[Point-per-instance localization data]
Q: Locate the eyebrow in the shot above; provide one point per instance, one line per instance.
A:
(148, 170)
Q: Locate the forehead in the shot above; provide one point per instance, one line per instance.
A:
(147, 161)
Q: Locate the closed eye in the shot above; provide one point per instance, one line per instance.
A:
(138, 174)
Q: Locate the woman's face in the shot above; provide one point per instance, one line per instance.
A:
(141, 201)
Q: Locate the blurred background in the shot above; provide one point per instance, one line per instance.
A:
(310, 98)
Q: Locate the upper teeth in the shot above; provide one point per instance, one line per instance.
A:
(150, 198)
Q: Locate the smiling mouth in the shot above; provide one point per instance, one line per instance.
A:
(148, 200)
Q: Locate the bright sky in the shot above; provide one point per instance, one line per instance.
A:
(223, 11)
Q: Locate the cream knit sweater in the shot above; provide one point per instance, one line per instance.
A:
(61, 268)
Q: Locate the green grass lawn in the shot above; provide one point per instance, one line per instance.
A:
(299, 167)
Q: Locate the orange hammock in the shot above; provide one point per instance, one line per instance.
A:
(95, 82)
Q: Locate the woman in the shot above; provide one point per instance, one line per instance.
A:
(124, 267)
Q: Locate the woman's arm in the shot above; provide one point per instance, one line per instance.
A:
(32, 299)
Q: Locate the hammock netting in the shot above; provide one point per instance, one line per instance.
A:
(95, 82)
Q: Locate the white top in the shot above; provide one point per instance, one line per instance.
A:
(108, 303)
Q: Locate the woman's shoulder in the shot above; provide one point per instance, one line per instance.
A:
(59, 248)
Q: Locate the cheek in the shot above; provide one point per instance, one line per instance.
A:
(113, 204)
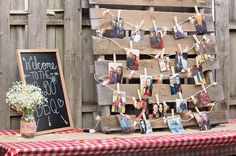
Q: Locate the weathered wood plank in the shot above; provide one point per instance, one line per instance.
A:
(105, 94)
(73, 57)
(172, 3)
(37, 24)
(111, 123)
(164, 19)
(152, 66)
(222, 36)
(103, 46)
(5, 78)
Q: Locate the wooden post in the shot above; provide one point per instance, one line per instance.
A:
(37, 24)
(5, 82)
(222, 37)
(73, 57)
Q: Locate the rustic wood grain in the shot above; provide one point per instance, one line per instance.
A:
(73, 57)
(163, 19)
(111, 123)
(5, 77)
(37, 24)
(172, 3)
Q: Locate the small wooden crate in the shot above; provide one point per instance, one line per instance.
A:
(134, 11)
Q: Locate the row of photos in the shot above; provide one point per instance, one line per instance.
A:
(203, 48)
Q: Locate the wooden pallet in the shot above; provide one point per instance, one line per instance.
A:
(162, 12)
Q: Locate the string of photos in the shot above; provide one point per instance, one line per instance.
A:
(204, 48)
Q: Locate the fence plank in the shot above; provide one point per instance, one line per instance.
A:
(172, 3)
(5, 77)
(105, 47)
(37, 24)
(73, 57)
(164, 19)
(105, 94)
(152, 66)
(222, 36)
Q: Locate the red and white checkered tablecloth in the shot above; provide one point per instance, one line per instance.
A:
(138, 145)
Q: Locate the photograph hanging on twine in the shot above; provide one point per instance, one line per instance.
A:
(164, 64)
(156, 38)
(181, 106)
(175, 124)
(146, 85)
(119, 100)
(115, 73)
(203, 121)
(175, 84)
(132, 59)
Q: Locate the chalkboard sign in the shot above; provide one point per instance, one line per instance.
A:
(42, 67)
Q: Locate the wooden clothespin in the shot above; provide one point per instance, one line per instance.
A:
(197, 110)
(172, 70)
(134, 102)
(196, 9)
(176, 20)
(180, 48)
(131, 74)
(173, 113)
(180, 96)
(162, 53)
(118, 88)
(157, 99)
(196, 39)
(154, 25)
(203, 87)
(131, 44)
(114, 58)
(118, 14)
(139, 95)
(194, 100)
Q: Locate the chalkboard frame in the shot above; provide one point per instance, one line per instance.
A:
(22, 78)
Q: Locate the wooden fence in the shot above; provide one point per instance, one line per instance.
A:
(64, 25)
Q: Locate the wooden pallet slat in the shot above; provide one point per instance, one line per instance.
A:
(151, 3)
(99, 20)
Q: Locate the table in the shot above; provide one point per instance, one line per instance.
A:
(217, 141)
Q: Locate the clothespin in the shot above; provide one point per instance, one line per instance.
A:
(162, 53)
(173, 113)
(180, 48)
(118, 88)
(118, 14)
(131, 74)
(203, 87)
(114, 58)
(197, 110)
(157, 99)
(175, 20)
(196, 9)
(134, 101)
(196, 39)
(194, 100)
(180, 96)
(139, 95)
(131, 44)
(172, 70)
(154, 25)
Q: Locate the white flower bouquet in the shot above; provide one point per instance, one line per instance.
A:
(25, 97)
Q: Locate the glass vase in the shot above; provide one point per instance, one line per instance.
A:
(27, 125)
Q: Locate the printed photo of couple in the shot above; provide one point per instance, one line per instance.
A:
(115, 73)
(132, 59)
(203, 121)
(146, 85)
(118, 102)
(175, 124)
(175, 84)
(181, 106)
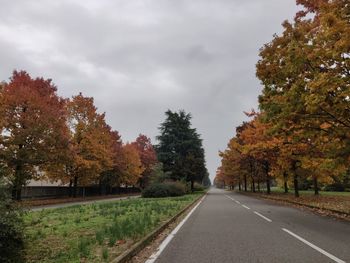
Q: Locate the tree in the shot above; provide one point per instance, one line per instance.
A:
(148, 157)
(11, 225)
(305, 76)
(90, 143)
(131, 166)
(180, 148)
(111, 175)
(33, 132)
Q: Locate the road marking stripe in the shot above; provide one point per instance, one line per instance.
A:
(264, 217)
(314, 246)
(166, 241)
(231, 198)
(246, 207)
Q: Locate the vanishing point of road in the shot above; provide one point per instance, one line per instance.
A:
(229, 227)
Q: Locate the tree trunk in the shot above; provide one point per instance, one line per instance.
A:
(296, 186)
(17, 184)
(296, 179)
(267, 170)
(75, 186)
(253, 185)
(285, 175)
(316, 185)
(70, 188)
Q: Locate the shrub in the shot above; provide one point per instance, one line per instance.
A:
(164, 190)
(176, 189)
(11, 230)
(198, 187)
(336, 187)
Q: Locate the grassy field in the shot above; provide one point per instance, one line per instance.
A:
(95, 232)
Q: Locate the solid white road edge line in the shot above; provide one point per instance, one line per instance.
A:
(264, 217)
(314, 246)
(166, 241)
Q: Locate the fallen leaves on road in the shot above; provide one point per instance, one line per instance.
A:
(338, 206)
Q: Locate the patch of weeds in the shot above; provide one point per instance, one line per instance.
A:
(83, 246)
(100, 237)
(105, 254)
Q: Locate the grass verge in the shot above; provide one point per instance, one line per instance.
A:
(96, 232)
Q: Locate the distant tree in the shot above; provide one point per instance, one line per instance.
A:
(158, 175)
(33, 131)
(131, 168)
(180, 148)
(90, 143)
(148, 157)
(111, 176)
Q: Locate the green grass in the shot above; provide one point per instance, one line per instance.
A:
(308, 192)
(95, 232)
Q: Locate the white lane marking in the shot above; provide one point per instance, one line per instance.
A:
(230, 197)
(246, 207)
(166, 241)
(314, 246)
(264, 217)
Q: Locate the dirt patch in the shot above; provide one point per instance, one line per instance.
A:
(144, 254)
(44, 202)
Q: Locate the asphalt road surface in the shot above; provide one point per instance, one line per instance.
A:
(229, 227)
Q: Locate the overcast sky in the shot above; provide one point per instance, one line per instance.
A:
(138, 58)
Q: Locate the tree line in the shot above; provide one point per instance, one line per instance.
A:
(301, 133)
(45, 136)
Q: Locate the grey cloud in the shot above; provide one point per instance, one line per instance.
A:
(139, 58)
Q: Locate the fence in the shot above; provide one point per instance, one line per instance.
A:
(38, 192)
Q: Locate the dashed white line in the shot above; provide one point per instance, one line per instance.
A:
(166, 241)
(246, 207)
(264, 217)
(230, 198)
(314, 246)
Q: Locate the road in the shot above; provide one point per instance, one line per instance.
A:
* * *
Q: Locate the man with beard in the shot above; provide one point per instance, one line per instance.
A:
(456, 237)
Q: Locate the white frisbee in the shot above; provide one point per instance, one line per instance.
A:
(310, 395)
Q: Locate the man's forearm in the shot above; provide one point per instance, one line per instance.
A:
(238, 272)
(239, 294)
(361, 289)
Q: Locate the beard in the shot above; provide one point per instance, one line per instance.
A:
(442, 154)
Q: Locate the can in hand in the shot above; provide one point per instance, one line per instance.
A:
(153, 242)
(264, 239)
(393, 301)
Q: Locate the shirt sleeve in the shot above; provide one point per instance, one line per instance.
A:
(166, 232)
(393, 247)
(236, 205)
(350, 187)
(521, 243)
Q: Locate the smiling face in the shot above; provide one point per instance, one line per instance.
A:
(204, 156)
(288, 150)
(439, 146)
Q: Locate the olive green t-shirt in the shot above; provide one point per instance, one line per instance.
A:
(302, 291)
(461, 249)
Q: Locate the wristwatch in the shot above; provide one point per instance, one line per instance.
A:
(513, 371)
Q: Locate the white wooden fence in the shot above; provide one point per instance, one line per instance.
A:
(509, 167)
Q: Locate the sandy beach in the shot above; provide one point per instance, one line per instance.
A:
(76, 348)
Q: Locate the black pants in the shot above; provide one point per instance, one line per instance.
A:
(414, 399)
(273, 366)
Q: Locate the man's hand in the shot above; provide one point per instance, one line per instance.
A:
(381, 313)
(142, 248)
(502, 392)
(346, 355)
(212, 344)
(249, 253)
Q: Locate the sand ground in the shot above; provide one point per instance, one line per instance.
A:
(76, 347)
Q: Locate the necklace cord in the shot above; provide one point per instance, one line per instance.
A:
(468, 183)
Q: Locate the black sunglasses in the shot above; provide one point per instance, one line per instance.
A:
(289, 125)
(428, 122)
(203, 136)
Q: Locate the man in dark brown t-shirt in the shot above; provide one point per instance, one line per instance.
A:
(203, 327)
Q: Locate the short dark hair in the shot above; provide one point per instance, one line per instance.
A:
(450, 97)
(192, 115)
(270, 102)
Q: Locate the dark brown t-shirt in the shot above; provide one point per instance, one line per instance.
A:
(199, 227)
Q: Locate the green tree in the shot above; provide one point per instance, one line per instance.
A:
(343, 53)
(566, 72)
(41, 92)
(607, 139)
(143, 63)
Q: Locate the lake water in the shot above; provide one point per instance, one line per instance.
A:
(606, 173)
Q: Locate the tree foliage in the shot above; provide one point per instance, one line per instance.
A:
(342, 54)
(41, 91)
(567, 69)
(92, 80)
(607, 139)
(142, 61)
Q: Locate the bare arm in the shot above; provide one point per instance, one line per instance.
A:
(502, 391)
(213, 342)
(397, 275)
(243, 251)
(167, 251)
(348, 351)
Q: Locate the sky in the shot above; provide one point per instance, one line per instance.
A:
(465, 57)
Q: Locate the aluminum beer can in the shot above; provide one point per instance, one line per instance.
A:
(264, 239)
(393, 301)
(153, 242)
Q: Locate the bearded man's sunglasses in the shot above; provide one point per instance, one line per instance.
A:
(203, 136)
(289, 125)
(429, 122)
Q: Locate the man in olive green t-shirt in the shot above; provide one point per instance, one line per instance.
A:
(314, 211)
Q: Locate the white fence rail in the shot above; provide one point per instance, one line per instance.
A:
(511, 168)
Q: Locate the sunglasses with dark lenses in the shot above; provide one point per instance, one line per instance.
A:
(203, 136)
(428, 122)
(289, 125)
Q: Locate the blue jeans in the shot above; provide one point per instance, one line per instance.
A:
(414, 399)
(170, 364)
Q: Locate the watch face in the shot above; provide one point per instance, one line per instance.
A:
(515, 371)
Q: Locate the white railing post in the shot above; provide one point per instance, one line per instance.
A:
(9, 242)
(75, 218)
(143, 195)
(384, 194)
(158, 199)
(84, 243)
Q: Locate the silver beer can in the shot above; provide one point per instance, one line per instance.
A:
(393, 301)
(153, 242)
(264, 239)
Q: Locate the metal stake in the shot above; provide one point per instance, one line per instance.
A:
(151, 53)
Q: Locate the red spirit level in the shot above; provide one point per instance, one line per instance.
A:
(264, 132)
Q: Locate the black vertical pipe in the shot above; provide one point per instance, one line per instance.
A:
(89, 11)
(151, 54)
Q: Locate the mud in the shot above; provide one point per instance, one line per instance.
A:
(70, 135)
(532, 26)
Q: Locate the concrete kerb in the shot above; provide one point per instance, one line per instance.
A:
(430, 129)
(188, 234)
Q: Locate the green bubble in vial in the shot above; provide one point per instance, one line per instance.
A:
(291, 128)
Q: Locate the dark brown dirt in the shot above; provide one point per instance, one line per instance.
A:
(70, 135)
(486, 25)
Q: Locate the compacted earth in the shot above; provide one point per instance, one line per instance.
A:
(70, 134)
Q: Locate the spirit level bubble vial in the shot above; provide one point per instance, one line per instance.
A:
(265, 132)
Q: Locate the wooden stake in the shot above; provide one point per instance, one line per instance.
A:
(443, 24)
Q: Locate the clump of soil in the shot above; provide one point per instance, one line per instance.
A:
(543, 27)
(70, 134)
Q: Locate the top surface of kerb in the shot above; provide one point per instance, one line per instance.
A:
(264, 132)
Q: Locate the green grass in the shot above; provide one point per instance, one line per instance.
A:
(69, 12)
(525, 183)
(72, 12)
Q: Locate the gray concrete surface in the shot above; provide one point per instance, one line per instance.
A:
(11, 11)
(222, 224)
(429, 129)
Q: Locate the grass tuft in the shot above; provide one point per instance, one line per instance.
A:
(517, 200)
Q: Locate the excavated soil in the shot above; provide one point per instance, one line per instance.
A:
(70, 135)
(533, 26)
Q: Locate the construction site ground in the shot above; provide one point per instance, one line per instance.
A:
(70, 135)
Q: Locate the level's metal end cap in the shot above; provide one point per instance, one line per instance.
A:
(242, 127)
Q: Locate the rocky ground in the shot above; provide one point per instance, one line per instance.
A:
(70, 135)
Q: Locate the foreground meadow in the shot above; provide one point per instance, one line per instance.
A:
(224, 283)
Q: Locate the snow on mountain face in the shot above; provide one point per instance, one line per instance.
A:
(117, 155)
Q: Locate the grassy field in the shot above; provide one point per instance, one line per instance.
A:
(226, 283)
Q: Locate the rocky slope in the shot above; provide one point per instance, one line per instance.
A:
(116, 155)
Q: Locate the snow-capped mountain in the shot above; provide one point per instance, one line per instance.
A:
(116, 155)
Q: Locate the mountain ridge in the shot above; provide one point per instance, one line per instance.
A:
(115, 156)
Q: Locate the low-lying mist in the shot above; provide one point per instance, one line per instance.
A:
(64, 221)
---
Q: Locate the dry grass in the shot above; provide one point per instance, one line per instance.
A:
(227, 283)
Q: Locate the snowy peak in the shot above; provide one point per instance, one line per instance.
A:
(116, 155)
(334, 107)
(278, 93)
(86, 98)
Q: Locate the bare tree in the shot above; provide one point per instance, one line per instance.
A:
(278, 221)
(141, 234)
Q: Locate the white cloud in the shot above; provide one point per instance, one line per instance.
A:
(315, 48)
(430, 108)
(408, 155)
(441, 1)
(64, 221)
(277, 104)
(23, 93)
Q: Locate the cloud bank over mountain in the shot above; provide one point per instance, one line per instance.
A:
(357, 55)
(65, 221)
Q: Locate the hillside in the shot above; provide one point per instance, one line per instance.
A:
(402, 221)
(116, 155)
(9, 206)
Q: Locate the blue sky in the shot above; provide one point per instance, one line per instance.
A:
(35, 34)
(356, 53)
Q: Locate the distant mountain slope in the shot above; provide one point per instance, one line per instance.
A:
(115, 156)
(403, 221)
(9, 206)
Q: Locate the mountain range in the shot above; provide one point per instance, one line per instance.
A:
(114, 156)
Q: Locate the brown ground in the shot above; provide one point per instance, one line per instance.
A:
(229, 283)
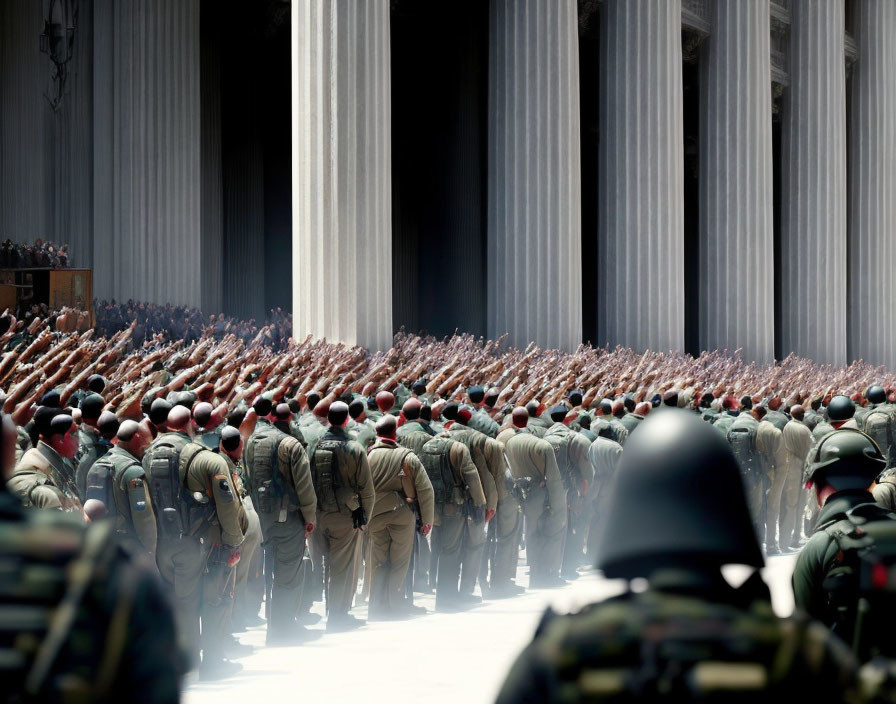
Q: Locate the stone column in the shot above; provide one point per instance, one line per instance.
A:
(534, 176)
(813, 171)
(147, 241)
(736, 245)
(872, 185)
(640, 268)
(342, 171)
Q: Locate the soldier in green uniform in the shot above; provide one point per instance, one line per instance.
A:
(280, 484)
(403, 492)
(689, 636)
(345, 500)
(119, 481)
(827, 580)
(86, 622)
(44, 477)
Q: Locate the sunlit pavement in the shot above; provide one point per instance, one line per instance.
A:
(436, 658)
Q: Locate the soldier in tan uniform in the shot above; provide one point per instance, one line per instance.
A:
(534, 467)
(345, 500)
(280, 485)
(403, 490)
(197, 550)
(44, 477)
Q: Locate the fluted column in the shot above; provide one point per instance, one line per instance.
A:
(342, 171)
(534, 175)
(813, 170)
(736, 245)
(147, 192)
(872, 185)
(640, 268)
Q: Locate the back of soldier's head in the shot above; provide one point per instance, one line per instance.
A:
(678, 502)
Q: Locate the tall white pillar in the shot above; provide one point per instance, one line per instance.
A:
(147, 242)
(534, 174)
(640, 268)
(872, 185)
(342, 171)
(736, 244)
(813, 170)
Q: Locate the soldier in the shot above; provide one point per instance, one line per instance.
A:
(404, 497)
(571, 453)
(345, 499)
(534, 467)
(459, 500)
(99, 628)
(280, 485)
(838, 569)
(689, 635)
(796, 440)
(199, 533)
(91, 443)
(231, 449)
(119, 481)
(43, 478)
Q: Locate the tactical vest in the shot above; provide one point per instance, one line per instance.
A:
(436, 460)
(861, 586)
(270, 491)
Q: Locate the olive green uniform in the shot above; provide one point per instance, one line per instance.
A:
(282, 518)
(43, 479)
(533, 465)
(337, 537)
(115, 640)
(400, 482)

Instructions to follow = Read the lines above. Gather those in which the string "post" is found.

Solution to this problem =
Q: Locate the wooden post in the shot above; provide one point per instance, one line per instance.
Q: Locate the white railing post in the shot above; provide one point per instance, one line per instance.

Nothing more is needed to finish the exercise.